* _Problem statement_
Copy every line of the items below exactly as they appear, but leave out the pictures.

* _Provided information_
[BEGIN]

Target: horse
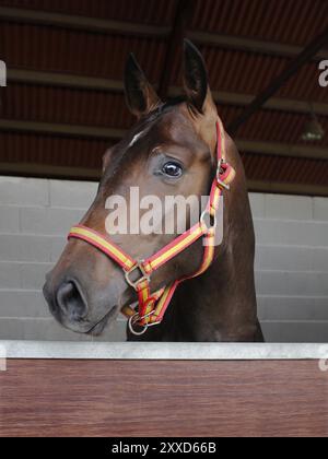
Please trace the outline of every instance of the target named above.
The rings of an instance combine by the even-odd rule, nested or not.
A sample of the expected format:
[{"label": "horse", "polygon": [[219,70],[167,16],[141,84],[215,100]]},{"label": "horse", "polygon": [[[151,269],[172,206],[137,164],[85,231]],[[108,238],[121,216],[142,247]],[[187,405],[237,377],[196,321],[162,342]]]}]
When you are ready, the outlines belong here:
[{"label": "horse", "polygon": [[[106,151],[95,200],[71,232],[44,286],[50,313],[74,332],[102,334],[126,305],[138,298],[141,302],[145,290],[138,286],[143,282],[148,289],[144,314],[130,308],[128,341],[263,341],[254,276],[255,232],[243,162],[223,129],[203,57],[187,39],[183,60],[184,96],[162,102],[134,56],[127,59],[125,95],[137,122]],[[224,161],[216,157],[221,142]],[[235,173],[231,186],[220,180],[223,165],[227,164]],[[178,233],[107,237],[106,201],[110,196],[121,196],[132,205],[129,190],[138,187],[141,197],[155,195],[161,201],[168,195],[194,195],[200,200],[209,195],[216,179],[221,186],[215,190],[224,200],[223,240],[213,247],[210,262],[203,261],[203,238],[195,237],[192,244],[188,243],[150,275],[140,260],[163,247],[175,248]],[[215,219],[203,215],[197,228],[208,237]],[[186,219],[189,222],[190,215]],[[133,260],[139,262],[134,264]],[[195,276],[202,263],[206,269]],[[167,285],[174,289],[165,315],[152,321],[154,305]]]}]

[END]

* _Answer_
Target: horse
Please trace the outline of every instance of the target named above.
The rings of an instance combine by the even-odd rule, nested or not.
A sample of the expected format:
[{"label": "horse", "polygon": [[219,70],[167,16],[141,84],[215,100]]},{"label": "horse", "polygon": [[[151,269],[172,206],[137,164],[85,231]],[[108,238],[121,216],[142,247]],[[187,405],[237,377],[196,321],[162,342]]]}]
When you are ready, the outlines belong here:
[{"label": "horse", "polygon": [[[106,151],[95,200],[71,232],[44,286],[50,313],[74,332],[102,334],[126,305],[138,298],[141,302],[145,290],[138,286],[143,282],[148,289],[144,314],[130,308],[128,341],[263,341],[254,276],[255,232],[243,162],[223,129],[203,57],[187,39],[183,60],[184,96],[162,102],[134,56],[127,59],[125,95],[137,122]],[[224,161],[216,157],[221,142]],[[235,173],[231,186],[220,180],[223,165],[227,164]],[[178,233],[107,237],[106,201],[110,196],[121,196],[132,205],[129,190],[138,187],[141,197],[155,195],[161,201],[168,195],[194,195],[200,200],[209,195],[216,179],[221,186],[215,190],[224,200],[223,240],[213,247],[210,262],[203,261],[203,238],[195,237],[192,244],[188,243],[150,275],[140,260],[163,247],[175,248]],[[215,219],[203,215],[197,228],[208,237]],[[186,219],[189,222],[190,215]],[[133,260],[139,262],[134,264]],[[195,276],[202,263],[206,269]],[[167,285],[174,289],[165,315],[152,321],[154,305]]]}]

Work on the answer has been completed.